[Start Excerpted passage]
Just a few years after the discovery of the first exoplanet it became evident that planets are preferentially found around stars that are enriched in iron. Planet-hosting stars are on average almost twice as rich in metals than their counterparts with no planetary system.

The immediate question is whether this richness in metals enhances planet formation, or whether it is caused by the presence of planets. The classic chicken and egg problem. In the first case, the stars would be metal-rich down to their centre. In the second case, debris from the planetary system would have polluted the star and only the external layers would be affected by this pollution.

When observing stars and taking spectra, astronomers indeed only see the outer layers and can't make sure the whole star has the same composition. When planetary debris fall onto a star, the material will stay in the outer parts, polluting it and leaving traces in the spectra taken.

A team of astronomers has decided to tackle this question by looking at a different kind of stars: red giants. These are stars that, as will the Sun in several billion years, have exhausted the hydrogen in their core. As a result, they have puffed up, becoming much larger and cooler.

Looking at the distribution of metals in fourteen planet-hosting giants, the astronomers found that their distribution was rather different from normal planet-hosting stars.

"We find that evolved stars are not enriched in metals, even when hosting planets," says Pasquini. "Thus, the anomalies found in planet-hosting stars seem to disappear when they get older and puff up!"

Looking at the various options, the astronomers conclude that the most likely explanation lies in the difference in the structure between red giants and solar-like stars: the size of the convective zone, the region where all the gas is completely mixed. In the Sun, this convective zone comprises only 2% of the star's mass. But in red giants, the convective zone is huge, encompassing 35 times more mass. The polluting material would thus be 35 times more diluted in a red giant than in a solar-like star.

"Although the interpretation of the data is not straightforward, the simplest explanation is that solar-like stars appear metal-rich because of the pollution of their atmospheres," says co-author Artie Hatzes, Director of the Thüringer Landessternwarte Tautenburg (Germany) where some of the data were obtained.
[End Excerpted passage]
Objective 1:
Extract each line of the records below that contains the word "wooden".
[Start Dataset entries]
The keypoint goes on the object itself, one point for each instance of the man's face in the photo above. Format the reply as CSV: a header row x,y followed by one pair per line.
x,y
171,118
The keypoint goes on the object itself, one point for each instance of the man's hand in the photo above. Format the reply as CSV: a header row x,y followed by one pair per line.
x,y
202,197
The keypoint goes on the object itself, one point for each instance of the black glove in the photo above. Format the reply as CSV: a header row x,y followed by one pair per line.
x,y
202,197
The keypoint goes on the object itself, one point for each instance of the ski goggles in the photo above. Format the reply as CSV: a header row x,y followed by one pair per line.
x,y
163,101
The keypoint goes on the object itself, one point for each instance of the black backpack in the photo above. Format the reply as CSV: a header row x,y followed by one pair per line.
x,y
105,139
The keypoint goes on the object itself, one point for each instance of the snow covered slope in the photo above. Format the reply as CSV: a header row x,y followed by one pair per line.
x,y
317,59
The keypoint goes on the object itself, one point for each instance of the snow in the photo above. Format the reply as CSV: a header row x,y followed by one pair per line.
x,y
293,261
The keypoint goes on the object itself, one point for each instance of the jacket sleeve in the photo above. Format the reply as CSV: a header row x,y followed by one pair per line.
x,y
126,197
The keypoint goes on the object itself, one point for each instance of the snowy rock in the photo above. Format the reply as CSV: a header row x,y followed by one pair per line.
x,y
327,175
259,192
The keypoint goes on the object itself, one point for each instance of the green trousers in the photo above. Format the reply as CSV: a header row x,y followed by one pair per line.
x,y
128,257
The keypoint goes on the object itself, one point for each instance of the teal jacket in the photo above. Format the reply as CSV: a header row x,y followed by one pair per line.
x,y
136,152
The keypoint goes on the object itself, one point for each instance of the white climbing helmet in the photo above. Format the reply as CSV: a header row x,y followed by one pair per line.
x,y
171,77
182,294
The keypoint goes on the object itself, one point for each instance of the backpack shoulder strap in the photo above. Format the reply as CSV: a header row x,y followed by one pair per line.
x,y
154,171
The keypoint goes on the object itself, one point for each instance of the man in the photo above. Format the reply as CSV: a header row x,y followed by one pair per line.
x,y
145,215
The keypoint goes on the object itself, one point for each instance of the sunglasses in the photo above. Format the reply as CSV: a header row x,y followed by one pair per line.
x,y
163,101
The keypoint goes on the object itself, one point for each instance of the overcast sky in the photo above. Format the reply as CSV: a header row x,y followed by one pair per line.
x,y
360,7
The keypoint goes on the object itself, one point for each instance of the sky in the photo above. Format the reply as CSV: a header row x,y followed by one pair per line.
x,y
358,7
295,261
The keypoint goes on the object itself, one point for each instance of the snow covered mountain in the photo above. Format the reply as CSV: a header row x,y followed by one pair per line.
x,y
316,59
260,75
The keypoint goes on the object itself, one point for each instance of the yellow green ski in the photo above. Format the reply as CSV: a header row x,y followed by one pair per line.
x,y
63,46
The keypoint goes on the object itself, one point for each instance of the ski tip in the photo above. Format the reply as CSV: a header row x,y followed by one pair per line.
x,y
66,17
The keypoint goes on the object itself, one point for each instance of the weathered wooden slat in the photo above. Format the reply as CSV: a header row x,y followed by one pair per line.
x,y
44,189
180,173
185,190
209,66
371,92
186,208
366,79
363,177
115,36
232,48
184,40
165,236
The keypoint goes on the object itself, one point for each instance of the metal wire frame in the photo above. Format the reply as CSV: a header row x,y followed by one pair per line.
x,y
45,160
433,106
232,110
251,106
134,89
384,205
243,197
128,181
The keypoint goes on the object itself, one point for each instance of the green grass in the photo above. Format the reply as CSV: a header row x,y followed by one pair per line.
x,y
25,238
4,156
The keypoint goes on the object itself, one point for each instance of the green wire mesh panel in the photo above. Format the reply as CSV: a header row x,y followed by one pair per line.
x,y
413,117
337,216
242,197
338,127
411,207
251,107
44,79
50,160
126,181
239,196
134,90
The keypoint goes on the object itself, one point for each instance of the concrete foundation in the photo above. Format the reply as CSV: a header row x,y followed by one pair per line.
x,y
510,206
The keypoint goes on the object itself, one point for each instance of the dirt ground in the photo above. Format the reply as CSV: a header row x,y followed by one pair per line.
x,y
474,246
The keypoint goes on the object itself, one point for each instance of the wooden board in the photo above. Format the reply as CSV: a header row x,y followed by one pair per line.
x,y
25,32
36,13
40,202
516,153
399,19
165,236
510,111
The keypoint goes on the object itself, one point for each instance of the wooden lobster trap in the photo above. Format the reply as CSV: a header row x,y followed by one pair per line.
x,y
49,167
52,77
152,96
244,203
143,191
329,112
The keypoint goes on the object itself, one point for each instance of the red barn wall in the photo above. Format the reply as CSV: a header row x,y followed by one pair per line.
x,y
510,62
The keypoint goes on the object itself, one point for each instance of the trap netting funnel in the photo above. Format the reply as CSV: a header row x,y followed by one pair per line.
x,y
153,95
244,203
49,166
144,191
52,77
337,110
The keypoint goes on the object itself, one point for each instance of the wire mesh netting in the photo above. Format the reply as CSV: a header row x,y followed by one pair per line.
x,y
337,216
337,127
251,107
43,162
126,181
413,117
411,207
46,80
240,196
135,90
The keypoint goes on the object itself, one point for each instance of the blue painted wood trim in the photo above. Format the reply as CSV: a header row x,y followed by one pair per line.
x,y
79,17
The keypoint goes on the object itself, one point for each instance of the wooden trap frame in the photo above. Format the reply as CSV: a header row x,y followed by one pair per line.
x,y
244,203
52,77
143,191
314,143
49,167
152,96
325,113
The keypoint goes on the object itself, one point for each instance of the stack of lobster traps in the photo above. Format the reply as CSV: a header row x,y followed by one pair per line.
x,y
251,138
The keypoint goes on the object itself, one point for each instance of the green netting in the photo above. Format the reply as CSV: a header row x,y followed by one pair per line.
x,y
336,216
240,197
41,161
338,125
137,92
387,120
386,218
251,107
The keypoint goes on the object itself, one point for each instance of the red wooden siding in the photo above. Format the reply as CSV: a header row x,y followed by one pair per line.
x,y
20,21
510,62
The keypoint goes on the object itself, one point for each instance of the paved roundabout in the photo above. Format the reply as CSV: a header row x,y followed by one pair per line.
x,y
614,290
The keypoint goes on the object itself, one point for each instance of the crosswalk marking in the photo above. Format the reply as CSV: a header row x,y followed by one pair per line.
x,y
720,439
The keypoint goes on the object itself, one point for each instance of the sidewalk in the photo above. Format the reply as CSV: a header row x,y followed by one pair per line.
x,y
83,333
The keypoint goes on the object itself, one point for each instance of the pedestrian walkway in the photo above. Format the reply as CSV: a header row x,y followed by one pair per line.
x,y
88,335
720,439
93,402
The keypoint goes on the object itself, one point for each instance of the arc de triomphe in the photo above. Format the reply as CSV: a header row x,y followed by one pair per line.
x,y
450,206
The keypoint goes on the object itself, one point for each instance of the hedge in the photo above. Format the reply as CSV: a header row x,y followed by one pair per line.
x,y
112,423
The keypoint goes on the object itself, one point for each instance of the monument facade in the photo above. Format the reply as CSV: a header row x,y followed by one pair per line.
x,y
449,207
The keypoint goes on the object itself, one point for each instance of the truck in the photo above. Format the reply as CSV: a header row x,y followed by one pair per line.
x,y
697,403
[End Dataset entries]
Objective 2:
According to the passage on planet-hosting stars, what share of the Sun's mass does its convective zone comprise?

Result 1:
The keypoint goes on the object itself, one point for each instance of the weathered wooden slat in the photo above. Format the reply as CSV: a header row x,y followed by one pair per line.
The keypoint goes on the object itself, one point for each instance of the wooden board in the photo above. Format the reply as CSV: a header row x,y followed by one pair per line.
The keypoint goes on the object itself, one point for each instance of the wooden lobster trap in the photo above. Format the reply as CSV: a header row x,y followed by one pair per line.
The keypoint goes on the object itself, one point for each instance of the wooden trap frame in the photo above. Format the reply as CSV: a header row x,y followed by one pair per line.
The keypoint goes on the object itself, one point for each instance of the red wooden siding in the photo above. Format the reply as CSV: a header row x,y followed by one pair per line.

Result 2:
Only 2% of the star's mass.